__Problem requirements__:
No pictures are to be included when the entries below are reproduced exactly.

Source records:
%%
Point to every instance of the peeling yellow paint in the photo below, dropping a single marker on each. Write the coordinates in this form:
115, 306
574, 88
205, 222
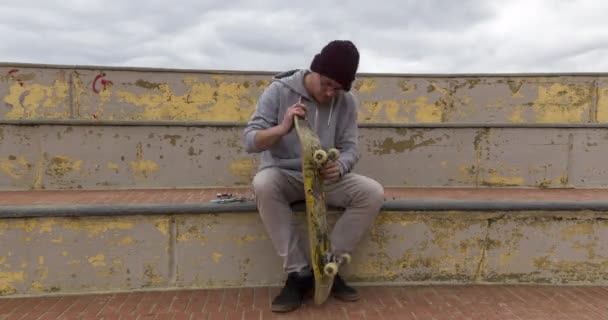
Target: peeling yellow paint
98, 260
515, 116
15, 167
162, 225
427, 112
142, 168
28, 101
61, 165
391, 111
219, 100
366, 85
560, 103
387, 109
569, 232
126, 241
39, 171
217, 257
8, 281
602, 104
37, 286
504, 181
245, 168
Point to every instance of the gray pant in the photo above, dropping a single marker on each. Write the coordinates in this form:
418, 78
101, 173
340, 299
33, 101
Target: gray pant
275, 189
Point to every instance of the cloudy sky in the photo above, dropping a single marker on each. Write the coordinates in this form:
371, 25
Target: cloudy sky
393, 36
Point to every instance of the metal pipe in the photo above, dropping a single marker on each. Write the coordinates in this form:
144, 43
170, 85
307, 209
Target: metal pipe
85, 210
193, 123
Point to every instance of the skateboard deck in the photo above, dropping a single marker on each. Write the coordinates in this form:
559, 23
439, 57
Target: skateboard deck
324, 264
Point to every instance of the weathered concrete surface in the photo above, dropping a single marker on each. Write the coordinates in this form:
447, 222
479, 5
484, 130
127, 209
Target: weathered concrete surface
107, 157
74, 254
105, 93
193, 251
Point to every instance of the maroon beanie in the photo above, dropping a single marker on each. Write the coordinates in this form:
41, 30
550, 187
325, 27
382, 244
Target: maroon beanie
338, 61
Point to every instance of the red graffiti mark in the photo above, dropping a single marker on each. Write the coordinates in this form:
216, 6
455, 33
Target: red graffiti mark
105, 83
10, 73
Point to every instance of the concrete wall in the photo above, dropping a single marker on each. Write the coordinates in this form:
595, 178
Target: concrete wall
63, 255
475, 130
115, 157
95, 93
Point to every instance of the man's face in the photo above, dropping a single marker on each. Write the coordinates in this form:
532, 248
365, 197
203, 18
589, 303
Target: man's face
326, 88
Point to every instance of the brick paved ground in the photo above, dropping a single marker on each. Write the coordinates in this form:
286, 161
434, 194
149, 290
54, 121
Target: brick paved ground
59, 197
413, 302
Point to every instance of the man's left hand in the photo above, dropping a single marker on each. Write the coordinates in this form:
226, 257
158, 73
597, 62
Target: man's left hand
331, 171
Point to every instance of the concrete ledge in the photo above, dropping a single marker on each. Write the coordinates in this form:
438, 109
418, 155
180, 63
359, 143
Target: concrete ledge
118, 209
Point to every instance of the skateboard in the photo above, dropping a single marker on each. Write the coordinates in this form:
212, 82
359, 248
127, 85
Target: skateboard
324, 263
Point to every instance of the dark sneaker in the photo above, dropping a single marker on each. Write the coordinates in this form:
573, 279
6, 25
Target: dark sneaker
292, 294
342, 291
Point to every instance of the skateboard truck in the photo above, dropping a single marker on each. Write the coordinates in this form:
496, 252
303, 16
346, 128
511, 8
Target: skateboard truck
227, 198
333, 262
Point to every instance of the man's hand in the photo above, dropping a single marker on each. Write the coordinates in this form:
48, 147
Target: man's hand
297, 109
331, 171
264, 139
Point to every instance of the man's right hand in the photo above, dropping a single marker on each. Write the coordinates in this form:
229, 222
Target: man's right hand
264, 139
297, 109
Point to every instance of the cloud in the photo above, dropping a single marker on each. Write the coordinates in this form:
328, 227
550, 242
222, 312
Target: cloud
405, 36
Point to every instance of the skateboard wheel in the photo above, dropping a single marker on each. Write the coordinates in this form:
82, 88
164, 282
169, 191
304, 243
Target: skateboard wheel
346, 258
333, 154
320, 157
331, 269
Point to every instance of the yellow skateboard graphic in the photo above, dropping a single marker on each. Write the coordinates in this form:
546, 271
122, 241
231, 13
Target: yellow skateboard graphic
324, 264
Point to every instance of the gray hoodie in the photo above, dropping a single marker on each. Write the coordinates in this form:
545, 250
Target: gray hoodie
335, 123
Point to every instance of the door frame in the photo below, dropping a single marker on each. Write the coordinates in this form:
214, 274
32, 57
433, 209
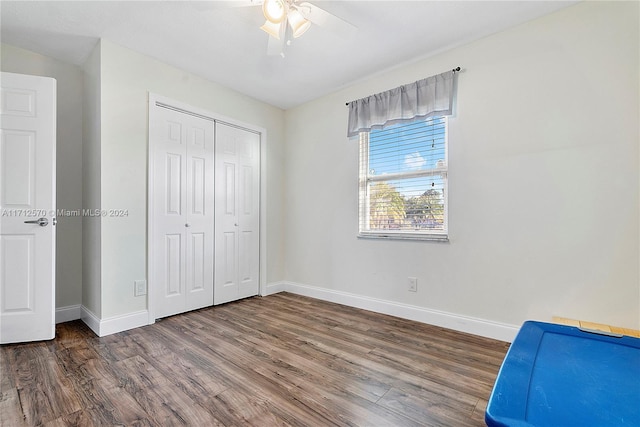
%%
__Written response__:
Point to every instance of the peeling yellow paint in the photo below, dropping a single marker on each. Write the coordinates in this form:
115, 306
574, 88
205, 222
Target: peeling yellow paint
98, 260
515, 116
15, 167
162, 225
427, 112
142, 168
28, 101
61, 165
391, 111
219, 100
366, 85
560, 103
387, 109
569, 232
126, 241
39, 171
217, 257
8, 281
602, 104
37, 286
504, 181
245, 168
Point to every instance of the gray pant in the photo above, dropping a single marker on each. Write the coordinates in this form:
418, 78
101, 173
340, 299
33, 101
Target: gray pant
275, 189
Point to every instance of the cloudy sky in the photo above, dropping a single marker on each. Write the coordinates in this form:
371, 25
Target: cloudy sky
393, 36
Point to every instance of the metal pipe in the photo above, dropping a single marker on each. Write the coordinates in this form:
144, 43
170, 85
307, 209
Target: metal pipe
85, 210
193, 123
Point to every instance of the skateboard deck in the photo above, dropping a single marker on each. Write the coordinates in this form:
559, 23
439, 57
Target: skateboard deck
324, 264
Point to every instance of the weathered concrete surface in the photo above, dropping a single marker on each. Write the coordinates in this form:
447, 222
479, 5
484, 130
127, 209
Target: weathered concrete surface
107, 157
74, 254
105, 93
193, 251
Point to every instance of the maroon beanie in the photo above, dropping a single marker on each. Write the coordinates in this form:
41, 30
550, 187
325, 27
382, 244
Target: maroon beanie
338, 61
Point to every instance of the red graffiti mark in the photo above, dropping a single marker on each. Write the coordinates in this form:
216, 6
455, 33
Target: red graffiti mark
105, 83
10, 73
Point to every instance of the concrete wall in the photo above, dropping a single marker on each. Write the coordinates in this form:
595, 178
Target: concrete wall
63, 255
475, 130
115, 157
95, 93
Point to every instance of the man's face in the photo above, dropping a single marker on each. Write the coordinates in this form:
532, 248
365, 197
203, 18
589, 303
Target: man's face
326, 88
Point to every instance of the brick paved ground in the photo above, dropping a single marker on each. Write the coordinates in this form:
286, 161
434, 194
149, 290
54, 121
Target: brick paved ground
59, 197
413, 302
Point to every instance of the man's left hand in the photo above, dropping a single marker on each. Write the coordinates in this form:
226, 257
158, 73
597, 62
Target: man's left hand
331, 171
Point to every instance of the concrete ledge in the photo above, dropping a single marker on each. Write the coordinates in this form:
438, 109
418, 155
180, 63
359, 143
Target: concrete ledge
118, 209
Point to every instance of the skateboard in the photo above, dropping a single marker on each. Write the coordinates in this form:
212, 82
359, 248
127, 85
Target: skateboard
324, 263
Point to every instance of the dark sneaker in the photo above, dropping a single marker on each. Write the coordinates in this form:
573, 279
6, 25
Target: dark sneaker
292, 294
342, 291
Point to every instance of the skateboard truck in the photo above, dropping a single marker on each. Write the coordinates in this form:
496, 252
303, 16
346, 128
511, 8
Target: skateboard truck
227, 198
333, 262
Point to every instance of the man's hand in the photo above, dropping a single marker on each. Write the coordinates in this form:
48, 147
Target: man's hand
297, 109
331, 171
264, 139
Point to every instance of the man's right hand in the photo above, dropping a single marker on each. Write the coordinates in this form:
229, 222
Target: man's right hand
264, 139
297, 109
Point to every instance of the cloud in the photo above, dropping a single marker on each. Write the coordinates in this form:
328, 227
550, 242
222, 312
Target: cloud
405, 36
Point to every instance of the skateboard wheel in the photo above, dropping a single marker on each. Write the coordinates in this form:
82, 88
164, 282
169, 191
304, 243
Target: skateboard wheel
346, 258
333, 154
320, 157
331, 269
Point to every instance of the yellow skateboard graphic in the photo above, dropping a single marker on each. Write the coordinates in this form:
546, 271
122, 241
231, 13
Target: yellow skateboard graphic
324, 264
Point to every instance of the gray hoodie in the photo above, dropping a single marker on each. Write the coordinates in this form:
545, 250
Target: gray hoodie
335, 123
Point to every instance of the door frame in the photo below, dropping a single marker on each. Write the coordinates in this form:
214, 274
32, 57
433, 209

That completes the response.